> **Your instructions**:
Reproduce each of the records below word for word, leaving out the pictures.
──────── Records for this task
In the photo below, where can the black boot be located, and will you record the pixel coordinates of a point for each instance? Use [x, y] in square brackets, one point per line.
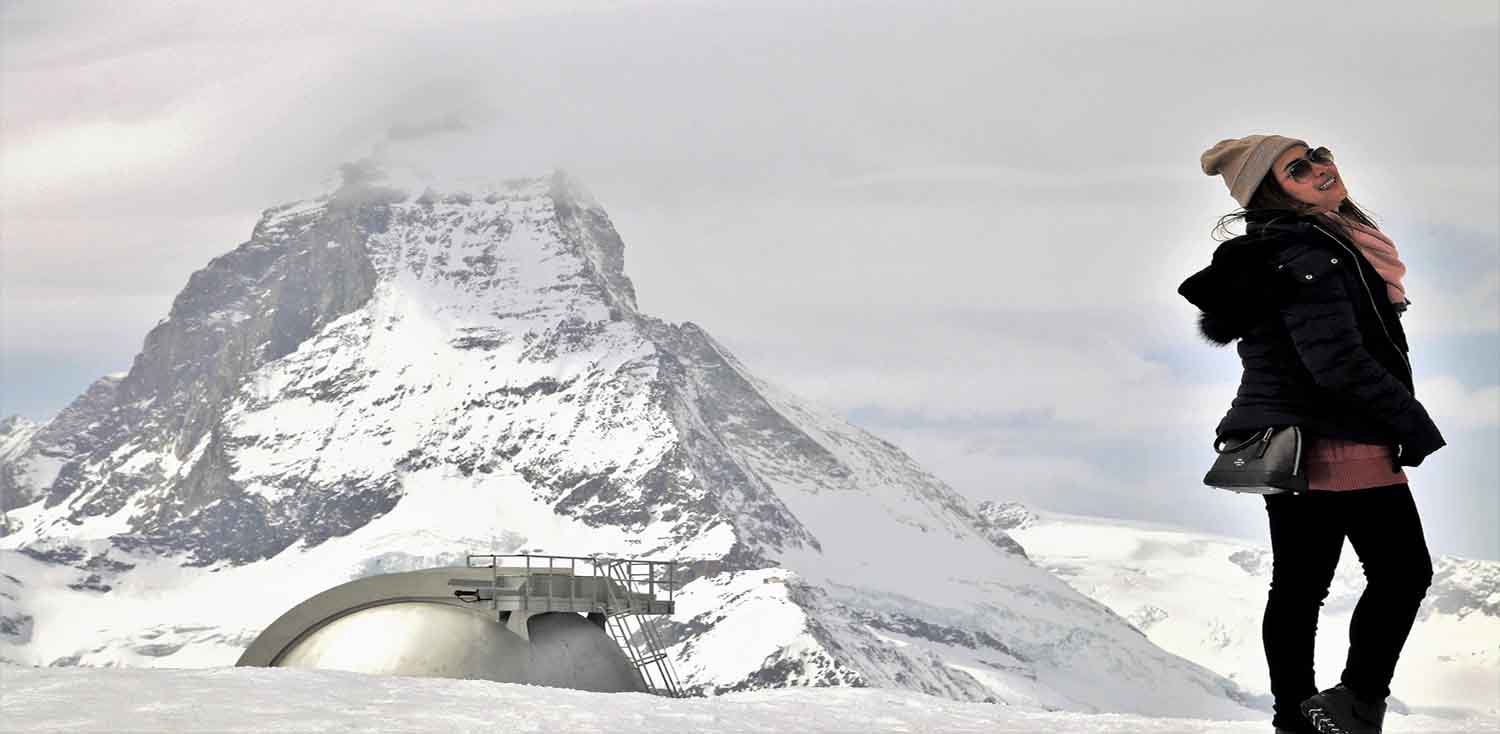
[1338, 710]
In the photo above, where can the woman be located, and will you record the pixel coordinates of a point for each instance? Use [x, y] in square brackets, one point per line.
[1314, 291]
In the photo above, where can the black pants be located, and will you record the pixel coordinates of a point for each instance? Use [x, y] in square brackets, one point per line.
[1307, 535]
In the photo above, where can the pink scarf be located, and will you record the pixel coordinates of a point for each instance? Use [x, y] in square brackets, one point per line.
[1379, 249]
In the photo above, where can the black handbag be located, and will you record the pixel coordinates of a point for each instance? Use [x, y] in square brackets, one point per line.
[1266, 461]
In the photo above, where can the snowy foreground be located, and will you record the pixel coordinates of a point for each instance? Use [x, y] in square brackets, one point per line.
[257, 700]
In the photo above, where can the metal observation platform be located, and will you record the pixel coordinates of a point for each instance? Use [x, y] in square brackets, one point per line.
[554, 620]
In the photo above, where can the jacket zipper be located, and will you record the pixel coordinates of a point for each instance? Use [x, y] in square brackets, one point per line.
[1404, 360]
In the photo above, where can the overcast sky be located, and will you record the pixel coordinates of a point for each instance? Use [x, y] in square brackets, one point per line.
[960, 225]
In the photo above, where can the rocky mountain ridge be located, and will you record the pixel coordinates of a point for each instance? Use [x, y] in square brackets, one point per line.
[383, 379]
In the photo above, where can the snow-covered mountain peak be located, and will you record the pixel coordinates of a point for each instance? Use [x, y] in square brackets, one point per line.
[386, 379]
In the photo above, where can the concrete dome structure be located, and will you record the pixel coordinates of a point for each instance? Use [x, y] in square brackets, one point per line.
[450, 622]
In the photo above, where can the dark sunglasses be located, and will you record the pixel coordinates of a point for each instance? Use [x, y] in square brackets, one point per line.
[1302, 167]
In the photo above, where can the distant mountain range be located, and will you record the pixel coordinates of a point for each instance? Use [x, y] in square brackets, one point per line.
[1202, 596]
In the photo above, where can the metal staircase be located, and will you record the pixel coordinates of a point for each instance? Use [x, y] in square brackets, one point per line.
[641, 644]
[618, 593]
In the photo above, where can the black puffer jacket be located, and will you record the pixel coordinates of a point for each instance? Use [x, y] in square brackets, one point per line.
[1320, 344]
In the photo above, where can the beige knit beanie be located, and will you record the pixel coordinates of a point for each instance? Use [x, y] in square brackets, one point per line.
[1245, 161]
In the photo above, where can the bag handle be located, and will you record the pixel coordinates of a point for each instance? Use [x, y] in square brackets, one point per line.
[1257, 436]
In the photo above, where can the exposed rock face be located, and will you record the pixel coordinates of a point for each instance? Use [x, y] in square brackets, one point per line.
[378, 382]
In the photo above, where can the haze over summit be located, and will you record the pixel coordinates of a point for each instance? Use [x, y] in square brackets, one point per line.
[960, 227]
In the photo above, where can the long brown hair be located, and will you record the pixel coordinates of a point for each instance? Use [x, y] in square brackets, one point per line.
[1271, 197]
────────────────
> **Complete response**:
In the photo below, where can the black boot be located, and will you record the pixel coordinates of a point for each instance? Use [x, y] in square brackets, one point per line.
[1338, 710]
In the photo above, where can the woman be located, and will you record the pixel coordinates of a point for each instance? Use [x, y] in square brackets, one point per line.
[1314, 291]
In the photo above, where can the black pants be located, and will you record the pixel coordinates of a point for each instance? Use [x, y] in square brackets, one point per line.
[1307, 535]
In the photo above, where can the pink scarf be located, and will you record the pixel coordinates of a point for each instance? Use [x, y] in square brackets, one point per line.
[1379, 249]
In the photo above, where can the black handbag be located, and will you record the pixel coordinates of a point for each instance? Use [x, y] in square brackets, one point per line.
[1266, 461]
In the photo above, where can the snowy foreground be located, and will you record the pixel coordinates of a point for each instance? Use [x, y] in square brackets, one point per line.
[257, 700]
In the photo above, where can the metal observation platform be located, and will you record the pixel coordinates of a point for each instance? Use [x, y] in square brackets, one point per line.
[554, 620]
In the photo above, where can the jacket zipper be located, and will you record the pixel coordinates of a point for each instance? Use [x, y] in square brackets, one point per line.
[1404, 360]
In the photo above, where can the overcast sky be located, and will you record the pixel coordinates of a point for each instance? Use [x, y] in square brackets, one point per line.
[960, 225]
In the photo above, where can the rocky mountain ridge be located, and will you record the pixel coordinates of a point for each instance? Use [x, y] in square brackets, one point per line.
[383, 379]
In the photo above, where can the snow-covered mountain peak be located, and will you record the pixel coordinates of a point for each instance? Use [x, y] in square brackets, one point per line.
[386, 379]
In the photo above, where can the concrete dome structure be located, and will you record the pixel coordinates of a point for each instance? Use [x, y] in square brackets, one point per line.
[450, 622]
In the photo above, where can the dark sunglasses be located, and will you record the pixel coordinates of a point for each instance? Use [x, y] in square brackets, one point per line.
[1302, 167]
In the photo above, where can the distant mountain range be located, and will you record the pixel coordinates of a point for each instance? Use [x, y] in square brackets, one point per line.
[1202, 596]
In the photo above, where can the metal staircase be located, and will you record the pixel coordinates of a point for each instance? Use [x, y] in square brackets, one point per line.
[641, 644]
[618, 593]
In the photo above, where can the black puffer jacket be located, and will you record the pixel coordinates of a point for each instance? Use [x, y] in square brackets, one point per line.
[1320, 344]
In the photo above, where can the beige knit beanie be located, and will you record the pixel coordinates of a point for each instance? Use [x, y] in square brackets, one point per line.
[1245, 161]
In the photo above, where can the bag handle be located, and will you record the pixel coordinates of a point for each instance? Use [x, y] in square brackets, one point per line.
[1257, 436]
In the photo above, where can the exposed rock face be located, and will you record the pixel coordinates of a point for each instance? Use [x, y] in square brackets, one point per line.
[378, 382]
In the photo above, where can the haze over summit be located, and will you record the pixel coordinates of a point for each instance? Use [x, y] in square brackets, one point per line.
[960, 227]
In the photo above, where can the long brown hair be located, and will you record the pixel coordinates of a point for each instance? Use [x, y] in square brackets, one point per line.
[1271, 197]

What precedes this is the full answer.